— What you need to do —
Decide whether each statement below agrees with the passage on the East Palestine derailment exhibit, answering yes or no and quoting the deciding words of the passage. 1. The Ohio Emergency Management Agency reported on Feb. 22 that the municipal water systems were free of contaminants from the derailment. 2. Returning residents were told they could go back to drinking tap water. 3. Cliff chose mainly blue and green as the colors for the text.

— Supplied passage —
::::

Benson’s display represents the way wildlife organically changes until chemicals are introduced. The pond water in the jars is naturally yellowish with plants in it, compared to chemically contaminated water.

Residents of East Palestine have been testing their water wells and complained of chemical stenches that have caused headaches, coughing, and swollen eyes. On Feb. 22, the Ohio Emergency Management Agency reported that the municipal water systems were free from contaminants released by the train derailment. Residents were allowed to return to their homes, but they are still encouraged to only drink bottled water. As this unfolds, media outlets have released aerial videos of smoke plumes from the chemicals burning at the train wreck and the Ohio River turning pink.

The art students made use of this kind of news footage in their exhibit’s video loop. One of the video creators was Grace Cliff, who has a degree in graphic design and creative technology. She experimented with different scales and sizes for each video, which were patched together in an overlapping collage style.

“I wanted it to be very overwhelming. To have the viewer be involved in the work by being able to interact and censor the content with their own body, physically covering up the projections,” Cliff described. “I also had animations of the train collision and the Leslie river that was contaminated in the collision. I also put an emphasis on the text, primarily using black, white and red for the colors.”

::::

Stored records

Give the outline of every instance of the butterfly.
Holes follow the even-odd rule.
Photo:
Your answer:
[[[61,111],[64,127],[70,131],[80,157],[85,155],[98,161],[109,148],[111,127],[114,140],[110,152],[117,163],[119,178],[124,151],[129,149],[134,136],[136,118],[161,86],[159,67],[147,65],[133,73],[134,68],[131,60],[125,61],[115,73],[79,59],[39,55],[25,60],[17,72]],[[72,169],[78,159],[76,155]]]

::::

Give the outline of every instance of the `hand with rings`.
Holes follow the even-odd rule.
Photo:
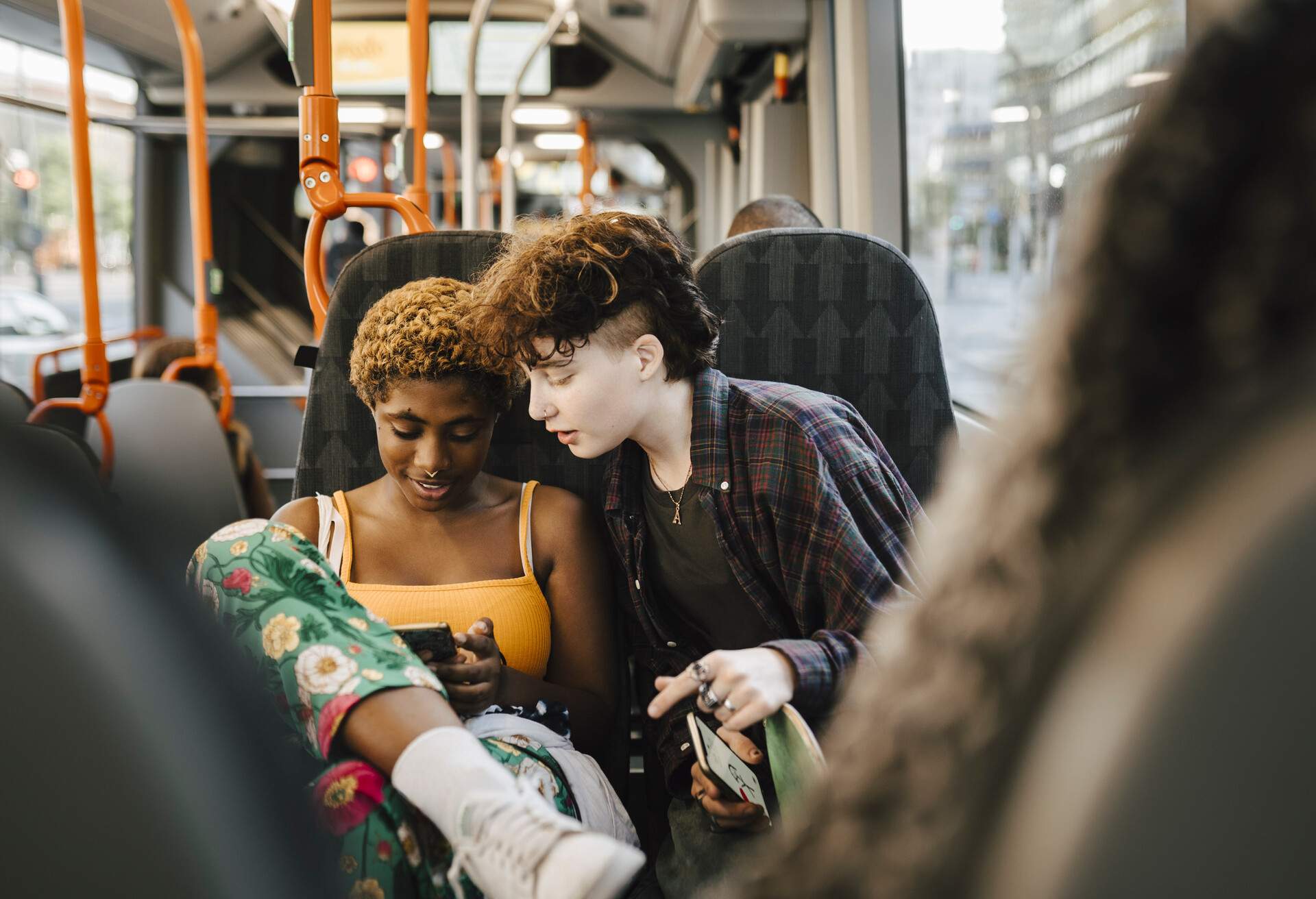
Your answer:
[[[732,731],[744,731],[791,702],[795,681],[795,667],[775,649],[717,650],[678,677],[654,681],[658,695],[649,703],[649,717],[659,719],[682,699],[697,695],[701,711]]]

::::

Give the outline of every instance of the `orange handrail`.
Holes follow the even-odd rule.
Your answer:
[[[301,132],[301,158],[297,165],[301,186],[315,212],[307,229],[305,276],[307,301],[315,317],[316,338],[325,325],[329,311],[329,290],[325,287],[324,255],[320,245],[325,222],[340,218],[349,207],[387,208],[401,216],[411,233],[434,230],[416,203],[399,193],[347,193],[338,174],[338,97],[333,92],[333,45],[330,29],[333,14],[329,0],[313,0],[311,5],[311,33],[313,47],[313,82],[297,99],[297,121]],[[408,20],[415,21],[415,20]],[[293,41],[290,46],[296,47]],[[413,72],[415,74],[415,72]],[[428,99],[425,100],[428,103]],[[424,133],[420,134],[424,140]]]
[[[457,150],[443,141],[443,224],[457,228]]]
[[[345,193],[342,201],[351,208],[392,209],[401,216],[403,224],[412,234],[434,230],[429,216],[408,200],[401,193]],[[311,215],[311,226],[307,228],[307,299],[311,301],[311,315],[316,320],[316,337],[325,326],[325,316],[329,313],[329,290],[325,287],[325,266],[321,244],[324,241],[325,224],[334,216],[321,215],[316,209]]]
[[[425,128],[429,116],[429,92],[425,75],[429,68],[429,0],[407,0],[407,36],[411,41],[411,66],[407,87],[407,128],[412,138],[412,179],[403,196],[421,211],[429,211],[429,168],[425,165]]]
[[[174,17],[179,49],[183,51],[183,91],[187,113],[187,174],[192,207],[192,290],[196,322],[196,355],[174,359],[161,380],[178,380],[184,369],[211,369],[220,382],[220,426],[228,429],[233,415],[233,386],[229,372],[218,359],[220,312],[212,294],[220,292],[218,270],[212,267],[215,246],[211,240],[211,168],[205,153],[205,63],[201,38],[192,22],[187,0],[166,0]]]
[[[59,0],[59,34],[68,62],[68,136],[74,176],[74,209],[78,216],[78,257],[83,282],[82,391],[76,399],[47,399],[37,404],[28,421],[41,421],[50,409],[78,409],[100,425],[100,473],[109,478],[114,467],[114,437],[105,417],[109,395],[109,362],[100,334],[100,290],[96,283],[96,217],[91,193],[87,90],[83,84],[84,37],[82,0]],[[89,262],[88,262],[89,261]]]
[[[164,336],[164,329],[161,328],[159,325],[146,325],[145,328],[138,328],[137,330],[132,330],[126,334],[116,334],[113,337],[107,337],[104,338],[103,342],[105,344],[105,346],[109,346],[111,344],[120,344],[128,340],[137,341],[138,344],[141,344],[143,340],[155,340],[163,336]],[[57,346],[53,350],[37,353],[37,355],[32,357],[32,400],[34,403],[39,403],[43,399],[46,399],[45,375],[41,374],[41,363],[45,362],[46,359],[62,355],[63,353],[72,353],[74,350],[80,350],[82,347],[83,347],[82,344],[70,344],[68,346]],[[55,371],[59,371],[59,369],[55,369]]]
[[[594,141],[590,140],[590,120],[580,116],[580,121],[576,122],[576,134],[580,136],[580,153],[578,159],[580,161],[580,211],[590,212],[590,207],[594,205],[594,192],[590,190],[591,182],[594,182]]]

::::

— Solution to the exercise —
1. Yes: "On Feb. 22, the Ohio Emergency Management Agency reported that the municipal water systems were free from contaminants released by the train derailment."
2. No: "they are still encouraged to only drink bottled water."
3. No: "primarily using black, white and red for the colors."